Output all records exactly, with no images.
EXTRACTED RECORDS Start Marker
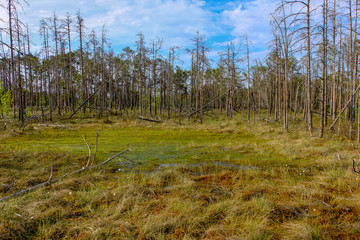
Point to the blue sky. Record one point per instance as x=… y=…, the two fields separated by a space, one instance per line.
x=174 y=21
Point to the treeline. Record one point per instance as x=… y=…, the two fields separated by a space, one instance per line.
x=311 y=68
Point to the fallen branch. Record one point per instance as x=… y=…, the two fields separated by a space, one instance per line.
x=51 y=181
x=354 y=168
x=150 y=120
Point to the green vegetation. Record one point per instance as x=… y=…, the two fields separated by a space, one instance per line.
x=223 y=180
EXTRACTED RECORDS End Marker
◆ **REPLY TO THE TASK**:
Point to the blue sky. Record one point per instance as x=… y=…, the two fields separated by a space, one instance per line.
x=174 y=21
Point to the treeline. Record one point per instance as x=… y=…, the two fields separated by a space, one instance per line.
x=311 y=68
Point to the fallen branch. Record one point per instance as x=… y=…, the two fields separated by a space, one instance per line.
x=51 y=181
x=354 y=168
x=150 y=120
Point to the green vegetation. Record one point per instance as x=… y=…, the two fields separated by a space, one instance per line.
x=223 y=180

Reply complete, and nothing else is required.